_DATA TO PROCESS_
--- --- ---

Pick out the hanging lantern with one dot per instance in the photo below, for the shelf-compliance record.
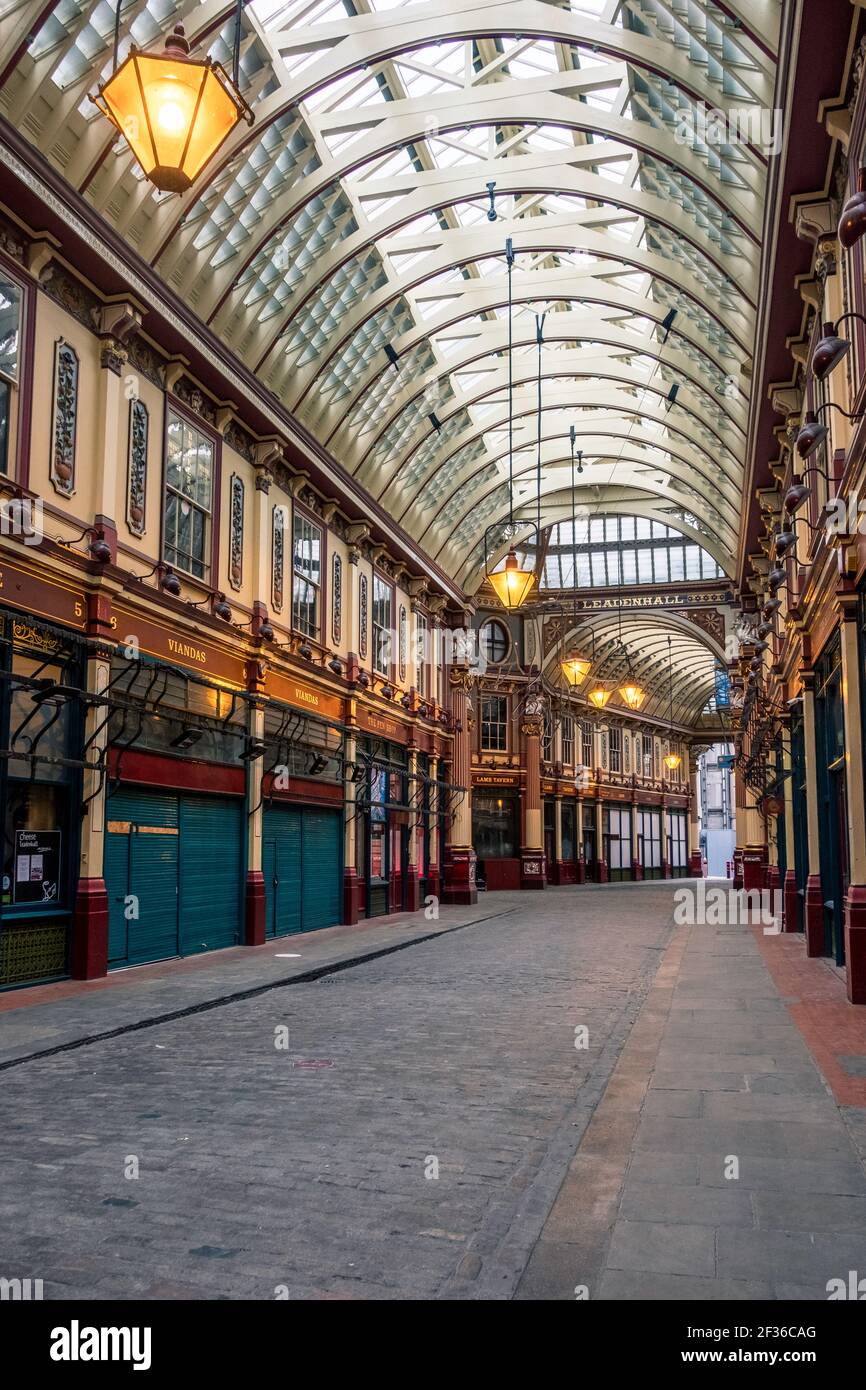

--- --- ---

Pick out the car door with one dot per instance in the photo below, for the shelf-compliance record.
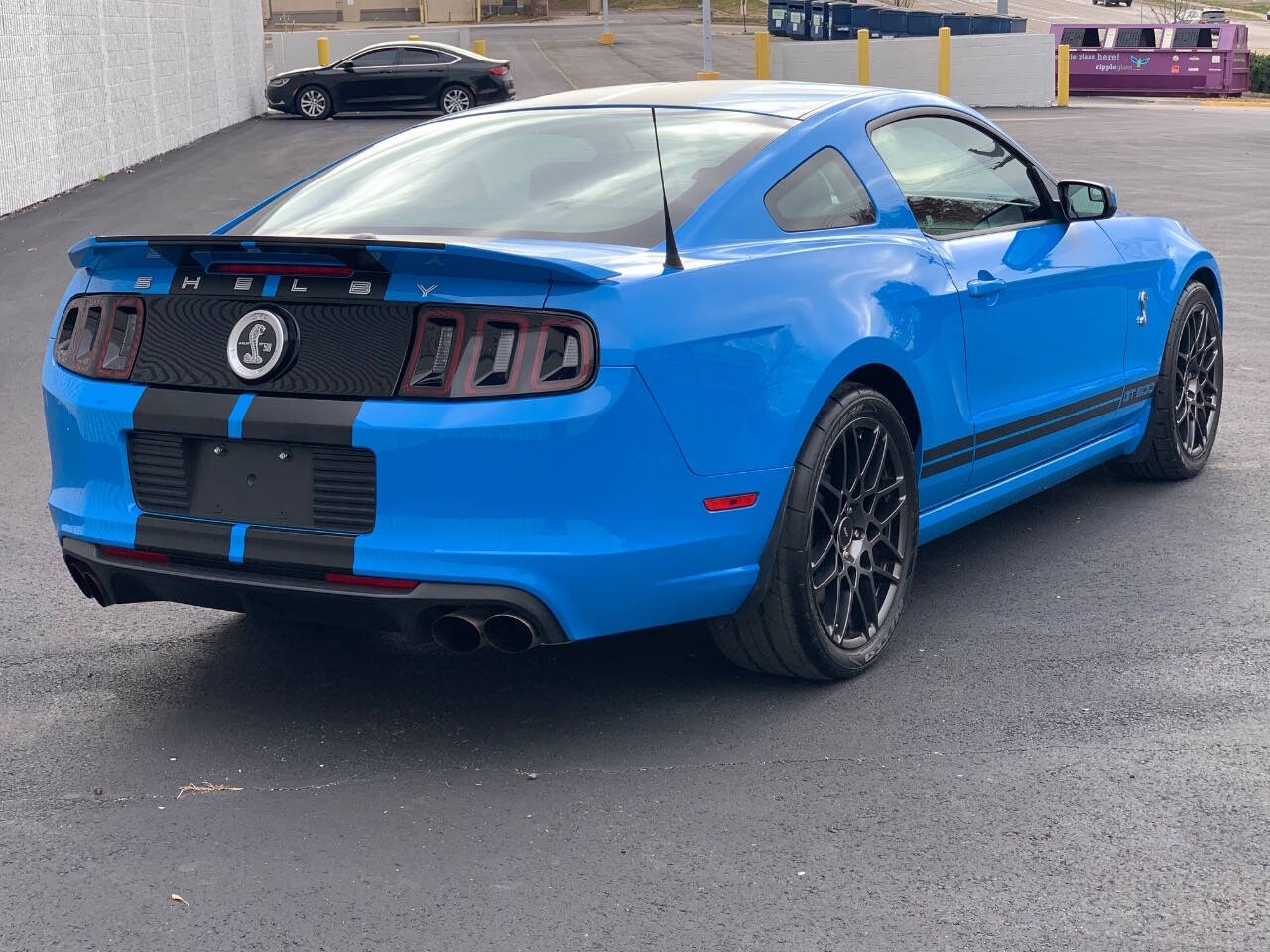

--- --- ---

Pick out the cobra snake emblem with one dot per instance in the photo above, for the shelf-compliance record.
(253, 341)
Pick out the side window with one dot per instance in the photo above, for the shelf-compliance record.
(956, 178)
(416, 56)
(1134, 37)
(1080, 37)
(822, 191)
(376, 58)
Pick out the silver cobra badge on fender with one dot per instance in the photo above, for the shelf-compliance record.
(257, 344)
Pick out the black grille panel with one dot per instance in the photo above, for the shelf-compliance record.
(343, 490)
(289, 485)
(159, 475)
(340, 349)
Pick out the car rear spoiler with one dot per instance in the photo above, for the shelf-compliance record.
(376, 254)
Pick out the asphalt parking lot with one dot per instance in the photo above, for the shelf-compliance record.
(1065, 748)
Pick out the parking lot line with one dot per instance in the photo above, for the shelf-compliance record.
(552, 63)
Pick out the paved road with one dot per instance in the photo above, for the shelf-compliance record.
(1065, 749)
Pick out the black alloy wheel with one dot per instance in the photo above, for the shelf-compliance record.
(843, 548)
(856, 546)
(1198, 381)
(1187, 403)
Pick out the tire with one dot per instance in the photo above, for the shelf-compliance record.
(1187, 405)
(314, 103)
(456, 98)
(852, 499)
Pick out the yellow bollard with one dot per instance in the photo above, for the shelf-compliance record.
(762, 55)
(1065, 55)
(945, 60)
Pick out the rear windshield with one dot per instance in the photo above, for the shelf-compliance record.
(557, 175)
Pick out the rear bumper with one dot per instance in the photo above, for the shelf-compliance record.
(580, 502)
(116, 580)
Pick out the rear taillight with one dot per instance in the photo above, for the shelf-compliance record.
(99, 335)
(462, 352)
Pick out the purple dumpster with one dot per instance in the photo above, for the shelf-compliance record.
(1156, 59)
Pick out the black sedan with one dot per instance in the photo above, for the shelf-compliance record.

--- --- ---

_EXERCISE DIRECTIONS_
Repeat word for word the data lines from the one containing "Pick out the parking" through the one containing "Pick out the black sedan", including both of those lines.

_REPLY TO THE TASK_
Pick out the parking lot line with one dot per instance in the photo above, for the shelf-compliance record.
(552, 63)
Pick out the paved road with one dot per instance in the photo above, for the shelf-compliance record.
(1065, 749)
Pick out the black alloy wheel with one dot per instance in the photo above, for the shelf-compliance record.
(843, 548)
(856, 546)
(1198, 381)
(1187, 403)
Pick out the tire with one dot per instance in the photo above, for the shelf-compliance record.
(1187, 405)
(314, 103)
(456, 98)
(852, 499)
Pick out the yellow bollard with one dot per instance in the photo above, for the shelf-compliance record.
(762, 55)
(1065, 55)
(945, 60)
Pick out the rear windshield with one dot per instance in the photo above, for the shelf-compliance record.
(557, 175)
Pick out the rear bumper with one dot per instance in the photo above, for the shelf-compliance record.
(580, 502)
(116, 580)
Pick out the rear taillight with one dot per instance in the photo above, for the shelf-compliance record.
(99, 335)
(462, 352)
Pick out the purple dumpster with one dot per instance in the photo above, for the shelf-compliance record.
(1156, 59)
Pick out the black sedan with one dot per instance in the photo above, for the shelf-compliance record.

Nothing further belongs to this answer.